**EXERCISE MATERIALS**.

- - - - -

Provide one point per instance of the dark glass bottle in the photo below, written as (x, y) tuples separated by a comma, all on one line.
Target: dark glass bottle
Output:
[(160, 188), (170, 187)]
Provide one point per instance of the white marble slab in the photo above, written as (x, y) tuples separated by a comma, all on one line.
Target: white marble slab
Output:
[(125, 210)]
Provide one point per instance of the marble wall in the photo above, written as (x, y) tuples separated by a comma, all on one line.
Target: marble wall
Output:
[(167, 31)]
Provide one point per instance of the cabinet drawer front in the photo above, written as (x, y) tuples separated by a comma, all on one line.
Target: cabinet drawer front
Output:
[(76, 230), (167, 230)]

- - - - -

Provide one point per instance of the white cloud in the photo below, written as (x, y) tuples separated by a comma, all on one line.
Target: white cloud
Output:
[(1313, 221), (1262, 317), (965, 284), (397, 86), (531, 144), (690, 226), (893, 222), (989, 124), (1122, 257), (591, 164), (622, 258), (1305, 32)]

- - - - -

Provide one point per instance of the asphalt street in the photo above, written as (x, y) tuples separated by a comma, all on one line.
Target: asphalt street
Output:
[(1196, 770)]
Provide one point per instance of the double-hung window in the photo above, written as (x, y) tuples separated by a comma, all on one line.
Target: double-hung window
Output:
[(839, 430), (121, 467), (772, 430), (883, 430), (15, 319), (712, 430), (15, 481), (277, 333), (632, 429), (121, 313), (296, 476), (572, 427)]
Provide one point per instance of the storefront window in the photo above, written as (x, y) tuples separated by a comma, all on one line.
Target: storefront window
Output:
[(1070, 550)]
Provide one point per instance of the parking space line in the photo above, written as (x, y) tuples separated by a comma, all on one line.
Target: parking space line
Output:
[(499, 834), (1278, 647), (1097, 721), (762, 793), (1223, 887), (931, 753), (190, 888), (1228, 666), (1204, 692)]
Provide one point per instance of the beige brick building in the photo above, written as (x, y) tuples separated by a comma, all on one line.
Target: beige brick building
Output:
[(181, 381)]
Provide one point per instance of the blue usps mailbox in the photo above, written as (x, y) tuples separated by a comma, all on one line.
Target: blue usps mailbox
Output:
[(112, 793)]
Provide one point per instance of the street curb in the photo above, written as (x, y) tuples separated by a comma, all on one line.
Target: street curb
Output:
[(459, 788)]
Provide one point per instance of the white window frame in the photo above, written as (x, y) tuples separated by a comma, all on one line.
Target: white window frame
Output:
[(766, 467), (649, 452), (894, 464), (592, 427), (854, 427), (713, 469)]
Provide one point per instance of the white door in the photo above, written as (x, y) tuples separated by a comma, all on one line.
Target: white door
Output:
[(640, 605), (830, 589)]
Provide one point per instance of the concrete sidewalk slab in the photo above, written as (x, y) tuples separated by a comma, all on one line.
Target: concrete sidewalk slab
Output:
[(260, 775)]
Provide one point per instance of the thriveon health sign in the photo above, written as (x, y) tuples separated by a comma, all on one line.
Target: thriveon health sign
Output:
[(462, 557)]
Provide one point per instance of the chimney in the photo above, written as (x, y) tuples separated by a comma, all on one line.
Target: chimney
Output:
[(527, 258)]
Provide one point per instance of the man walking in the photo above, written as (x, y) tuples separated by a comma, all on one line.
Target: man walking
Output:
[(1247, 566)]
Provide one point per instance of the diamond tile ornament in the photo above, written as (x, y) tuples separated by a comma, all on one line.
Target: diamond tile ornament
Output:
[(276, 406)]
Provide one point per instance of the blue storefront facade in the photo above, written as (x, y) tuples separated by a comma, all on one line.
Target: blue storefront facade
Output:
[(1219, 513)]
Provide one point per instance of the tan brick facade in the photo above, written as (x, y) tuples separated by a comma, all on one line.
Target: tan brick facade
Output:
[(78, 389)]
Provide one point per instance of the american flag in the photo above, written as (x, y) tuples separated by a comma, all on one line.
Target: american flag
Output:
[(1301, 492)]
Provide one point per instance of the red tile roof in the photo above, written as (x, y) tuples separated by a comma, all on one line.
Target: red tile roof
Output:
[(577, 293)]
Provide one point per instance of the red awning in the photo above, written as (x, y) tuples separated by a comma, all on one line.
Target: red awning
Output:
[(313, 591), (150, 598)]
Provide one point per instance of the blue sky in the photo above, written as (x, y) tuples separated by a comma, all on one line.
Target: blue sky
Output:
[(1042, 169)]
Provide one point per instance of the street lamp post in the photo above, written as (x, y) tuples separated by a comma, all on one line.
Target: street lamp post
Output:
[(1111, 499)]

- - - - -

**GIVEN TASK**. Starting at the line of the listing that contains "Provide one point per instance of the dark" and stopping after the line that contains "[(160, 188), (170, 187)]", substitute "brown glass bottle" for every "dark glass bottle" and leave everything else untouched. Return only those lines.

**SOLUTION FOR THIS TASK**.
Provide one point per instance of the brown glass bottle in the photo below, written as (x, y) tuples separated by a comma, all on one line.
Target: brown glass bottle
Output:
[(160, 188), (170, 187)]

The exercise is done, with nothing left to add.